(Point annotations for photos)
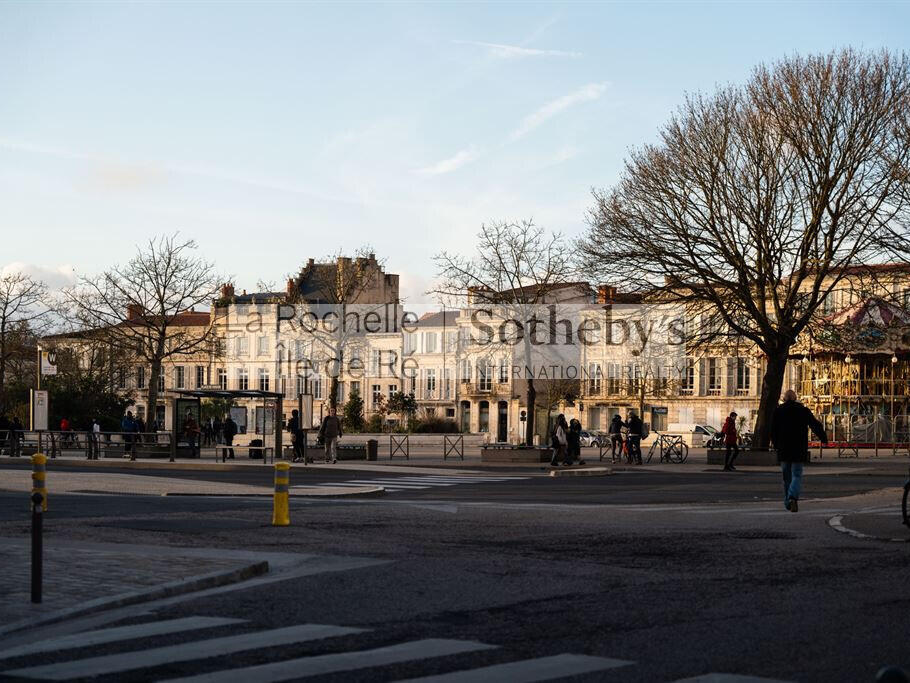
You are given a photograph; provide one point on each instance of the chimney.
(605, 294)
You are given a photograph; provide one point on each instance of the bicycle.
(672, 448)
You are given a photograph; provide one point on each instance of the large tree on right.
(759, 200)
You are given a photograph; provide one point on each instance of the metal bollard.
(281, 515)
(39, 482)
(38, 503)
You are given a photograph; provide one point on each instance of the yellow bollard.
(281, 514)
(39, 474)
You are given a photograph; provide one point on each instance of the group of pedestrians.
(565, 440)
(330, 432)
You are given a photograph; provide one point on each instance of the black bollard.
(891, 674)
(37, 550)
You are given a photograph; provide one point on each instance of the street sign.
(48, 363)
(37, 409)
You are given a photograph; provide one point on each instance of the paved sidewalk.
(117, 483)
(74, 575)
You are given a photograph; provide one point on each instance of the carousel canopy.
(871, 311)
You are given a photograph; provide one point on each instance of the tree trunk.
(530, 400)
(772, 386)
(333, 392)
(151, 411)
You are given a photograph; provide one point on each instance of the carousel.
(853, 371)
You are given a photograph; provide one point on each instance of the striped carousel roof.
(871, 312)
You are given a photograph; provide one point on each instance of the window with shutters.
(743, 376)
(714, 378)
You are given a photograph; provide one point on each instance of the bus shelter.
(190, 401)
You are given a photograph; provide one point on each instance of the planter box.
(512, 454)
(351, 451)
(745, 457)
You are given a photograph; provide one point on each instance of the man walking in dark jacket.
(790, 427)
(636, 431)
(616, 425)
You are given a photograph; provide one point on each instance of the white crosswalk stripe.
(729, 678)
(416, 483)
(200, 649)
(528, 670)
(114, 635)
(521, 671)
(343, 661)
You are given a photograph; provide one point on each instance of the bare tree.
(339, 284)
(760, 199)
(516, 270)
(22, 310)
(141, 308)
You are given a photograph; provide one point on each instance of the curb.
(586, 472)
(367, 493)
(836, 523)
(165, 590)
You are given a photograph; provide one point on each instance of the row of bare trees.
(757, 203)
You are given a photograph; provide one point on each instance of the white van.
(694, 435)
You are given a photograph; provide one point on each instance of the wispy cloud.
(516, 51)
(587, 93)
(465, 156)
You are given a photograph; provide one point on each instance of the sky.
(273, 133)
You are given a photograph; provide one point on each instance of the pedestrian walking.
(636, 430)
(559, 441)
(128, 429)
(297, 435)
(330, 431)
(16, 436)
(790, 425)
(616, 426)
(191, 433)
(94, 440)
(573, 445)
(230, 431)
(730, 435)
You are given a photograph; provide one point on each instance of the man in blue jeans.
(790, 427)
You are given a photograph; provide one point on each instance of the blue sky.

▶ **Work to be completed**:
Rewrite the part of the data above that opens with the line containing "of bare trees." and runs through the end of the data, both ends included, keeping every line. Scale each point coordinate by 1.6 and round to whole numbers, halves up.

▶ **Problem solution**:
You are given a photograph; provide one point on each instance of the row of bare trees.
(1211, 325)
You are given a photograph; provide one point on each instance of the white van.
(1110, 696)
You are given a photograph; provide one point on each instance of the wispy cloud.
(826, 82)
(939, 149)
(744, 250)
You are given a photograph; provide one point on each instance of the sky.
(437, 213)
You are given a photograph; provide one point on each instance of the pedestrian walking.
(1018, 688)
(894, 706)
(205, 686)
(475, 696)
(528, 690)
(26, 698)
(1264, 680)
(986, 682)
(306, 693)
(150, 704)
(917, 712)
(368, 690)
(1168, 696)
You are given a photograph; provide one point on each instance of the man in blue jeans.
(1264, 683)
You are given a photograph; provide one point on each instance of the blue sky.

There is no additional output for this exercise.